Segment Start: Page text
With Accelerator maintenance level 7.5.12 or later, it is possible to define dedicated storage for transient data using one of the following options:

Define a dedicated transient storage pool on external storage (Option A)
Use local NVMe (non-volatile memory express) storage – LinuxONE Only - (Option B)

The following two subchapters provide an overview of each option.
Note, that you can only use one or the other option, but not a combination of both. If you defined both options then option B takes precedence over option A.

1.1 Define a transient storage pool on external storage (Option A)

The new optional keyword “transient_devices” in the “storage_environment” section of the JSON configuration file facilitates the definition of a separate storage pool for transient data.

A separate storage pool for transient data can be defined on FCP- or FICON-attached storage.

Note: Different storage pools can be deployed on different storage types. For example, the data pool could be deployed on FICON-attached storage and the transient pool on FCP-attached storage.

1.2 Use local NVMe (non-volatile memory express) storage (Option B)

Adding of the keyword “transient_storage”:”NVME” to the “runtime_environments” section of the JSON configuration file enables the use of all NVMe-devices plugged into the LinuxONE machine as transient storage.

This option

Is only available for accelerator deployments on LinuxONE machines.
Is highly recommended for multi-node accelerator deployments. It should be configured directly during initial installation of each new multi-node accelerator.
Became already available as technical preview with maintenance level 7.5.8 and is fully supported with maintenance level 7.5.12 or later.

2 Advantages and recommendations for using dedicated storage for transient data

Using dedicated storage for transient data has several advantages:

Separation of user data (loaded or replicated) from transient data
This allows more precise calculation of the storage needs of each pool, especially of the data pool.
Improved query performance for queries that write transient data
This is achieved by using faster storage for transient data than for user data.
Improved load and replication performance.
Loads, replication, queries running at the same time will perform better if their storage needs are separated from each other. While queries and replication will use transient storage as needed for their temporary files, loads will use the data pool storage.
Improved stability
Transient data files can get very large, up to multiple Terrabyte (TB). A corresponding high temporary storage use can lead to an out-of-space condition in the data pool due. When using NVMe storage for transient data, this exceptional situation can be prevented.
Reduced cost
In accelerator environments that have storage mirroring implemented (for example in active/passive accelerator environments) the storage for transient data can and should be excluded from any storage mirroring procedures. This reduces the amount of storage that needs to be mirrored and with that reduces costs.

Using local NVMe storage for transient data has the following additional advantages:

Protection of the storage system of the data pool (located on FCP- or ECKD-storage) from being utilized by heavy I/O activity
- I/O of transient data file of multiple TBs can take multiple minutes.
- Used storage bandwidth during this time might impact other systems using the same storage system.
Further improved query performance (compared to transient storage on external storage)
First tests have shown an improvement of a high double digit percentage value compared to using FCP-attached FLASH storage

When you install Accelerator maintenance level 7.5.12 (either as an upgrade from a previous level or as a new install), it is recommended to utilize one of the dedicated storage options to improve performance and stability. Use the following guidelines to decide when to use a transient storage pool versus local NVMe storage.
Segment End: Page text
### Required work
1. According to the page text, which option takes precedence when both options are defined?
2. Copy the part of the page text that opens with the words containing "Is highly recommended" and closes with "7.5.12 or later.", renaming "multi-node" to "multi-server" throughout.
Nothing in the lines changes the page text or its answers.
Segment Start: Records shown
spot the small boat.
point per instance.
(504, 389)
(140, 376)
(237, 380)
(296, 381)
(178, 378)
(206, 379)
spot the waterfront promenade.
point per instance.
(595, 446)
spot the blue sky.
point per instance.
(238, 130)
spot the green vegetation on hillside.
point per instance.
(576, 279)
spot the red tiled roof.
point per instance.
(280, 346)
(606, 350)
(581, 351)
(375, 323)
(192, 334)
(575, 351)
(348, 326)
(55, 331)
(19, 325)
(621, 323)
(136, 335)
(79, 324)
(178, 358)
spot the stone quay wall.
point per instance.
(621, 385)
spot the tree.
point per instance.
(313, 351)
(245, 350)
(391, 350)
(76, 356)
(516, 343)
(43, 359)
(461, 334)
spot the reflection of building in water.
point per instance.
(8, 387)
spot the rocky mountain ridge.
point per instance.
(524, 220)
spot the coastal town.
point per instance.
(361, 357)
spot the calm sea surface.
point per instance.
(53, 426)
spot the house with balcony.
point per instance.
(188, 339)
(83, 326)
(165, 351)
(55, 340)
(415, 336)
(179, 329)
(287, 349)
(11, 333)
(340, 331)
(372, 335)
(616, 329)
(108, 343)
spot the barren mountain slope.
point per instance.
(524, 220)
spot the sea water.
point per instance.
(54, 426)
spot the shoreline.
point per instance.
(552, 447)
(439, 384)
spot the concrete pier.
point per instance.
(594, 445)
Segment End: Records shown
### Numbered responses
1. Option B, the use of local NVMe storage, takes precedence over option A.

2.
Is highly recommended for multi-server accelerator deployments. It should be configured directly during initial installation of each new multi-server accelerator.
Became already available as technical preview with maintenance level 7.5.8 and is fully supported with maintenance level 7.5.12 or later.